# Your instructions:
Transcribe the full listing so that each line reads as it does in the original.

# Material for this task:
....
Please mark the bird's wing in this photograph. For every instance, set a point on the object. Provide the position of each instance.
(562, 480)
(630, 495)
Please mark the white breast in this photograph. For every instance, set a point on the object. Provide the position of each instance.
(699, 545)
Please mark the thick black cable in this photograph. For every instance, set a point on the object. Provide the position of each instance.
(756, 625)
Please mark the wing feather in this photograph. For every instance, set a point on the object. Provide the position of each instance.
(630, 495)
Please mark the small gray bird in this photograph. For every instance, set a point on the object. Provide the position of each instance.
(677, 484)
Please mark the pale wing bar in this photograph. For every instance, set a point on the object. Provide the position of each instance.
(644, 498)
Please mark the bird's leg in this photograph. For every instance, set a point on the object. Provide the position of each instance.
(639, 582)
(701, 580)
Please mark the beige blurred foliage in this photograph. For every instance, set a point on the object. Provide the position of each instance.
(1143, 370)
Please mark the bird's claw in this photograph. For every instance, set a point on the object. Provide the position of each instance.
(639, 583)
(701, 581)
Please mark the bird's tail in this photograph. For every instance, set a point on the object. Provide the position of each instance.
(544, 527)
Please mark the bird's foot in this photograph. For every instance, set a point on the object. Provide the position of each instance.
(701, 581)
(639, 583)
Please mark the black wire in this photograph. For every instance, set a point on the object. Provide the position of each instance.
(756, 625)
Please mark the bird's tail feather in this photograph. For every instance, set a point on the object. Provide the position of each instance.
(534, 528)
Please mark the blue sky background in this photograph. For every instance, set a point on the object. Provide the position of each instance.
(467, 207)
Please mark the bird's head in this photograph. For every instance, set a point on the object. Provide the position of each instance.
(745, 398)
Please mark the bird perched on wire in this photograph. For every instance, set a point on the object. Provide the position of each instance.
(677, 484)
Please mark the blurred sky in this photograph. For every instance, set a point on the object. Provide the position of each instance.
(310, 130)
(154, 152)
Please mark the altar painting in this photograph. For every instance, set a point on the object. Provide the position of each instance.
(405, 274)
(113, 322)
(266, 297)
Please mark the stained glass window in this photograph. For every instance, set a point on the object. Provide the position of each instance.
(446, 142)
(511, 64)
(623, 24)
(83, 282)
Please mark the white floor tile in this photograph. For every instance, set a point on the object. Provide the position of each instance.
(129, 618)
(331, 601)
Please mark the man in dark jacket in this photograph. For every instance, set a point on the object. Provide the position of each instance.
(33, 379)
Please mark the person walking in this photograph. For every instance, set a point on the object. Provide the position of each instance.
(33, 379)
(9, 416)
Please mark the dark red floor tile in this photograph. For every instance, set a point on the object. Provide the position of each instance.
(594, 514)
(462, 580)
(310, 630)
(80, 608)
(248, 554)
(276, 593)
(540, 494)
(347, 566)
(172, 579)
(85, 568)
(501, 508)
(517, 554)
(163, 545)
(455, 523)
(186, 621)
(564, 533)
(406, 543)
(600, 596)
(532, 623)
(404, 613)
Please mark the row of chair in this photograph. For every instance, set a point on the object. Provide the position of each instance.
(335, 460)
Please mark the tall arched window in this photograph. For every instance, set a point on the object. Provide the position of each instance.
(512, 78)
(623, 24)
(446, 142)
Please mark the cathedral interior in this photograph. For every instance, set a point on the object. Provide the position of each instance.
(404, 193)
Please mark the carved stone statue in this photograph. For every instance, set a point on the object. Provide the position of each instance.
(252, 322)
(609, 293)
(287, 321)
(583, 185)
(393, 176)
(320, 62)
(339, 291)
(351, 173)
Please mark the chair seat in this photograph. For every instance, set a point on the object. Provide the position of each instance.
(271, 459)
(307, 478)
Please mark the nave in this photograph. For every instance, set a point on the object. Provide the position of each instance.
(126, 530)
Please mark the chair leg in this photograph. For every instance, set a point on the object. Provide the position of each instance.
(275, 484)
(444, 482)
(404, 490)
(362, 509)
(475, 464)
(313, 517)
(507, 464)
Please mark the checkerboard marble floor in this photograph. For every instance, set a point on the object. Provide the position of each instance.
....
# Solution to this task:
Please mark the bird's wing in this photograph. For every instance, set a point on the object. Provide the position of each instance.
(562, 480)
(630, 495)
Please mark the white breast in this photograph. For every instance, set a point on the object. Provide the position of each instance.
(699, 545)
Please mark the thick black cable in this photograph. For every instance, set a point on the object. Provide the position of each instance.
(756, 625)
Please mark the wing feather in this photograph. For every instance, set a point on the object. Provide the position of each instance.
(630, 495)
Please mark the small gray bird in this photograph. For every instance, set a point on the object. Provide the position of each instance.
(677, 484)
Please mark the pale wing bar in this photograph. For every instance, set a point on the object. Provide the position of each instance.
(644, 498)
Please mark the bird's leg in this photograph. For every instance, set a point on the object. Provide the position of each instance.
(639, 582)
(701, 580)
Please mark the beige blurred foliage in this photograph. For every instance, set a point on the object. Provide the position of each instance.
(1143, 370)
Please mark the bird's claw in this photograph. For every instance, set a point on the object. Provide the position of each instance.
(639, 583)
(701, 581)
Please mark the bird's tail in this photograph. For every instance, set a point on the object. Provide the position of each instance.
(544, 527)
Please mark the bird's foot in this photograph. For every instance, set a point on the object. Provide the position of each instance.
(701, 581)
(639, 583)
Please mark the black wire in this photograph. For every instance, set a point on the object. Provide the position of each instance.
(756, 625)
Please mark the bird's tail feather in this photograph. For every instance, set a point on the object. Provide the position of each instance.
(534, 528)
Please mark the blue sky background in this photograph. For every instance, set a point on the object. Provide the position of each instance.
(467, 207)
Please mark the bird's head in this photograph. For every instance, set a point on the object. Provide the position of each instance.
(745, 398)
Please mark the bird perched on wire in this photograph. For every instance, set a point on the object. Provide the position of each instance.
(677, 484)
Please mark the blurred sky in this photograph. For every instance, set a point on the object. Provide the position of each instance.
(310, 130)
(154, 152)
Please mark the altar painting in this photograph. For every instance, set a point on the object. Provide the position of each instance.
(405, 274)
(113, 322)
(266, 297)
Please mark the stained glass window in this photograph. For every instance, set a point on the object. Provide the position of each instance.
(446, 142)
(511, 64)
(623, 24)
(83, 282)
Please mark the white floor tile in this photograph. For every instance, set a point on the object. Provide the position of each instance.
(129, 618)
(331, 601)
Please mark the man in dark jacket in this photograph. For every instance, set a point on the object. Provide the position of each instance.
(33, 379)
Please mark the person walking in this photograph. For every instance, set a point on the object. Provide the position of each instance.
(33, 379)
(9, 416)
Please mark the dark red floor tile in this photograph. For every instance, set a point on the object. Provide the position of each instance.
(594, 514)
(462, 580)
(310, 630)
(80, 608)
(248, 554)
(276, 593)
(540, 494)
(347, 566)
(172, 579)
(85, 568)
(501, 508)
(517, 554)
(163, 545)
(455, 523)
(186, 621)
(564, 533)
(406, 543)
(600, 596)
(532, 623)
(404, 613)
Please mark the row of chair in this photograph. For every instance, set a point on the object. Provide the position of each instance.
(335, 460)
Please mark the tall arched window in this photograph. For every instance, set a point on the object. Provide the position of each instance.
(512, 78)
(623, 24)
(446, 142)
Please mark the cathedral interior in this photograph. For every instance, set a point on the object. Provide the position of each instance.
(404, 193)
Please mark the carved stone statue in this photograph. For every instance, set a point on the object. Provide the position of each instance.
(252, 322)
(609, 293)
(287, 321)
(583, 185)
(393, 176)
(320, 62)
(339, 291)
(351, 173)
Please mark the chair seat in this photograph. For every instance, set a point on the object. Provide the position of each instance.
(271, 459)
(307, 478)
Please mark the nave in this photograph. For every instance, set a point on the object. Provide the position of each instance.
(126, 530)
Please mark the chair leg in this photograph. For every instance, set a point on the object. Provide the position of each instance.
(275, 484)
(444, 482)
(404, 490)
(362, 509)
(475, 464)
(313, 517)
(507, 464)
Please mark the checkerboard marble floor in this photograph. For every instance, set a point on the object. Provide the position of each instance.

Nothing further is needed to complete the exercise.